**Direction:** Reproduce verbatim the passage of the Croatian ultramarathon race report between "Munich train station" and "bit more real.", inclusive.

**Source document:**
************
What is it like to run 260km over six days in the Croatian mountains with 12,000 metres+ of elevation? Ruth Martin reports from the front line of TRIBE Run for Love Four
The Event: Tribe Run for Love Four is a 260km multi-stage ultramarathon taking place in Croatia following the Velebit Trail and traversing Croatian National Parks, coastal trails and island adventures, all to raise money to fight human trafficking and modern slavery. Nearly 80 runners cover the full 260km with a further 150 runners joining for the final half marathon on Krk Island. Runners sleep in shared tents with a very welcome hotel stay after the longest day of running and the last night! No need to run with a tent as this is all set up for you along with your camp bag being transported along the route, luxury. The event is supported and made possible by Ultra X.
The Journey Luton – Zadar
(In a bid to reduce my carbon footprint, travel to Croatia is by train. For slow travel options, check out Byway Travel who create bespoke, eco-conscious trips.)
For a few hours I skip around Paris, drink coffee, dodge traffic and sit in a garden where a group of singers are performing. I arrive in Germany tired and hungry, the night is settling in.
Munich train station is alive with activity. It is Friday night, groups of people board the night train with bags of alcohol, ready to get off at the stops along the way for a party. By 11.30 on Saturday morning, I am sitting in a coffee shop at Zagreb airport, waiting to meet the other runners who have flown in. By this point I have been travelling for over 30 hours. I’m knackered, ready for a shower but also buzzing that I have managed to get to Croatia without getting on a plane. Finally I meet up with everyone else and the whole adventure starts to feel a bit more real.
We meet outside the hotel by the pool for a shake out run. The heat prickles my skin, my shirt feels damp from standing in the sunshine let alone running.
The heat is the kind that sucks your energy, the kind that suits lounging on the beach with a book and an icy drink in hand. Not the kind of heat suited to 260km of running.
A kit check of the extensive mandatory kit list follows (including full waterproofs, base layer, gloves, hat, emergency blanket, whistle, first aid kit, compass plus capacity for 1.5 litres of water and 800kcals of food – only to be eaten in an emergency! Is it any wonder that packing for a multi-stage ultra is so stressful? We then board a coach, heading for the campsite by the sea that will be home for the next 3 nights.
Day One 25 miles
After a fitful nights’ sleep in a tent with five other people (five amazing women) the anticipation and excitement to get going ripples through me. Then, we’re off.
I have never been a technical runner, the rocky descents make my heart race with terror. I pick my way down tentatively, clawing at the walls of rock banking up the sides watching in awe as fearless runners seemingly fly downhill, calling out like wild cave men. The early conversations of the morning seem like a lifetime ago when we make it back to camp 10.5 hours later at 5.30pm. Just in time for some dehydrated noodles.
************
**Data extracted from a collection:**
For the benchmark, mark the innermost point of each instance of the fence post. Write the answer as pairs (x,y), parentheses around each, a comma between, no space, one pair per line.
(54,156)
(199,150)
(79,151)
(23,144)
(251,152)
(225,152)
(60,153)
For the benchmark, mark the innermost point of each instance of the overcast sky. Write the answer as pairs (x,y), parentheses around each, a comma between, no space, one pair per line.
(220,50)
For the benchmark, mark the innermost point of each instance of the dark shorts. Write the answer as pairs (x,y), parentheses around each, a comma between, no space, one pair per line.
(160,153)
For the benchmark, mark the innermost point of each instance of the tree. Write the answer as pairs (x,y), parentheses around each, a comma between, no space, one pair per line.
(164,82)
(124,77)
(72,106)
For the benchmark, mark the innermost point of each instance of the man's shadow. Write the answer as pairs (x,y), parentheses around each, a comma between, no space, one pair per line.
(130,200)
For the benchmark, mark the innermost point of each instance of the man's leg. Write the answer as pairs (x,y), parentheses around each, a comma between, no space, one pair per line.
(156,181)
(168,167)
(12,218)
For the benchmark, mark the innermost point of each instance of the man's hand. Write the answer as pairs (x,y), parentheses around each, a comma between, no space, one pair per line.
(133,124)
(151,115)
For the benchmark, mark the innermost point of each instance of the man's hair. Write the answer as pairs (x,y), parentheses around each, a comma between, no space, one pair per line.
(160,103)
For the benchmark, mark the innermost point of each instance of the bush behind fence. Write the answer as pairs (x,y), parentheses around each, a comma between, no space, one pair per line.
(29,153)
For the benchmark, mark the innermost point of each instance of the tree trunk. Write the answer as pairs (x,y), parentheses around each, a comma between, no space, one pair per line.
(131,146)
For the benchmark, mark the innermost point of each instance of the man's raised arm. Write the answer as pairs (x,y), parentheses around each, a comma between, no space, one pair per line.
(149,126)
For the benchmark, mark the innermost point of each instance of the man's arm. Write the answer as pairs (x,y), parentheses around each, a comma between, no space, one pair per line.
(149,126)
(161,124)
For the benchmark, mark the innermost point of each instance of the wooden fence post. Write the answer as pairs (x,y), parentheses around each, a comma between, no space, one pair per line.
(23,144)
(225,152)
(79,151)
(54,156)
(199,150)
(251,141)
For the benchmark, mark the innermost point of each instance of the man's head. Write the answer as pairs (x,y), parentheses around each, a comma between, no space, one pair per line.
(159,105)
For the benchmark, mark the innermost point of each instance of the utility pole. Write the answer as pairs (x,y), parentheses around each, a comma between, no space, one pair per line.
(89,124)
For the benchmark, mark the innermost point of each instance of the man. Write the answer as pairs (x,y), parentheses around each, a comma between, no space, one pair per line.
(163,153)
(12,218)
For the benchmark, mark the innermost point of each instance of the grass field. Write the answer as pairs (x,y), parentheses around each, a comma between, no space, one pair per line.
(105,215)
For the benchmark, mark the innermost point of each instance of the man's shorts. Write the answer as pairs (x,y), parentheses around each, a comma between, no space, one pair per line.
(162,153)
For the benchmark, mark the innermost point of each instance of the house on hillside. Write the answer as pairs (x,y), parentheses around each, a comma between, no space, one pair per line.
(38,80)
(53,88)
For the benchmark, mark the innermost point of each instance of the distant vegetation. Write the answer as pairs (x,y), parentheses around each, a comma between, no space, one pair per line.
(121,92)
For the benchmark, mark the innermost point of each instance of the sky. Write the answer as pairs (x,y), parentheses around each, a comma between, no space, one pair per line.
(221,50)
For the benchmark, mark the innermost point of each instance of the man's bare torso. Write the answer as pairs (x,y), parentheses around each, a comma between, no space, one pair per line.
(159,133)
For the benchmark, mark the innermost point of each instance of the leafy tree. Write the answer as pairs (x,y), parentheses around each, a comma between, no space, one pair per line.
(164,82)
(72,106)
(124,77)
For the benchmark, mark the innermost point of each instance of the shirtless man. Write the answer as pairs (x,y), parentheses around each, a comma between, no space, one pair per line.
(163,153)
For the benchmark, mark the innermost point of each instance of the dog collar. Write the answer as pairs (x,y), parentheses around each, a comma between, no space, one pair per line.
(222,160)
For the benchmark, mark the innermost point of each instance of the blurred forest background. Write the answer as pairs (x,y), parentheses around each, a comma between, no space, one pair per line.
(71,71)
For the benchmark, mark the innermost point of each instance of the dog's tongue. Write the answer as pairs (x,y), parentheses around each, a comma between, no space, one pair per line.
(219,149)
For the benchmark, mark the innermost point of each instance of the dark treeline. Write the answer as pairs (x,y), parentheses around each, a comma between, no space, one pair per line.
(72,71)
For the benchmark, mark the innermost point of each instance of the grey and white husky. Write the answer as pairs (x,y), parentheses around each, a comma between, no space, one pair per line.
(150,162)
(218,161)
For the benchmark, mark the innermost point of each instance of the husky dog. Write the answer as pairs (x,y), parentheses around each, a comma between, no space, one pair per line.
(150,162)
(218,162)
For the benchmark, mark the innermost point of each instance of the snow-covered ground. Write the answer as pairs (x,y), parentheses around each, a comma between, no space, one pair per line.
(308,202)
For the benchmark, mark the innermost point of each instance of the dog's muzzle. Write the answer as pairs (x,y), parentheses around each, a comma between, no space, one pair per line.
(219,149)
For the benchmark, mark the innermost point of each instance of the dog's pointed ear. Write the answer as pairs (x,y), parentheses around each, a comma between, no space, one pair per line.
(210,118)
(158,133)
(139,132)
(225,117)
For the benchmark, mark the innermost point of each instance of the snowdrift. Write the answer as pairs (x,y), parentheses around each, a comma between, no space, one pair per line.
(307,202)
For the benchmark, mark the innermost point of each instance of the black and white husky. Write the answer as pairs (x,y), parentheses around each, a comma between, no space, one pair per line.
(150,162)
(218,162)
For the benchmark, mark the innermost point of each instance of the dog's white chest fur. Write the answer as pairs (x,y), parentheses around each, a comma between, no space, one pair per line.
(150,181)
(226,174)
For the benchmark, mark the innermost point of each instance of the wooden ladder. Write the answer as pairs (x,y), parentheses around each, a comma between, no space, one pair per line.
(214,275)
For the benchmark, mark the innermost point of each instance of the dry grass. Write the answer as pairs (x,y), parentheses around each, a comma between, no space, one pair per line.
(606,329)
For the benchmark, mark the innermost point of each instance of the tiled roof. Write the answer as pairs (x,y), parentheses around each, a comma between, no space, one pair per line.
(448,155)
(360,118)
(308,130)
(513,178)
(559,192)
************
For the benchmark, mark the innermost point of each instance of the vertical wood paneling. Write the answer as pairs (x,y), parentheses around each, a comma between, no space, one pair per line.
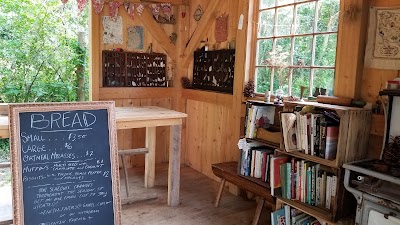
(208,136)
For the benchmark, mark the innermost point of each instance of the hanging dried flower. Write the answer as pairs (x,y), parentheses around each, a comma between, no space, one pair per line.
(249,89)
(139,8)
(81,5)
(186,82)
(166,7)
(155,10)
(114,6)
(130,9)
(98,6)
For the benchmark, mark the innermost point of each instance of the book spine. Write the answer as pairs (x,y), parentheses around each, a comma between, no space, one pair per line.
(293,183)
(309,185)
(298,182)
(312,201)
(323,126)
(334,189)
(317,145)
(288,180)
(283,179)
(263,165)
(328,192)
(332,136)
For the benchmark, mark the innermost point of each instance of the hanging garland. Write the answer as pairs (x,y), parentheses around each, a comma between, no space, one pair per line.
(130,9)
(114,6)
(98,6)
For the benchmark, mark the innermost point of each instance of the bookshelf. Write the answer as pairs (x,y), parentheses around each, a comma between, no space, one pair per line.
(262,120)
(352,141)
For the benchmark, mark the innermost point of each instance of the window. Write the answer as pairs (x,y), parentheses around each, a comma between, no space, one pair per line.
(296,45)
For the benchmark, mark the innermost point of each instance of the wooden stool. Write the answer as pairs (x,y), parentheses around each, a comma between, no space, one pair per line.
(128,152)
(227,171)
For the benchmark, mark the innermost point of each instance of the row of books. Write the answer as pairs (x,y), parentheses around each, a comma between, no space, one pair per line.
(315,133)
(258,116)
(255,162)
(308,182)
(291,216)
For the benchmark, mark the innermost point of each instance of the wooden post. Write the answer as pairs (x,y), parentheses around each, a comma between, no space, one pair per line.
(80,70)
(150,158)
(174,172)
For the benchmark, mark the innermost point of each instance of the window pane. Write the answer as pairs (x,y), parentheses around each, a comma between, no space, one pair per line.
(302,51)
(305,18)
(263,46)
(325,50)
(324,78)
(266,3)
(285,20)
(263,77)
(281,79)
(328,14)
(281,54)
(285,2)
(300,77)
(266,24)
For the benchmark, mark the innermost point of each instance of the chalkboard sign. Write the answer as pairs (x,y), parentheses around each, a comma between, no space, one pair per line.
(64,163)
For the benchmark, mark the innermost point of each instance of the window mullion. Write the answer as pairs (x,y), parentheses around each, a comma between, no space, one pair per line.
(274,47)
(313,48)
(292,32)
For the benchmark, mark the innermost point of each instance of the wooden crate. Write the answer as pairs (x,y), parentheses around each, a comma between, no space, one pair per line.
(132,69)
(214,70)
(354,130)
************
**Task response:**
Munich train station is alive with activity. It is Friday night, groups of people board the night train with bags of alcohol, ready to get off at the stops along the way for a party. By 11.30 on Saturday morning, I am sitting in a coffee shop at Zagreb airport, waiting to meet the other runners who have flown in. By this point I have been travelling for over 30 hours. I’m knackered, ready for a shower but also buzzing that I have managed to get to Croatia without getting on a plane. Finally I meet up with everyone else and the whole adventure starts to feel a bit more real.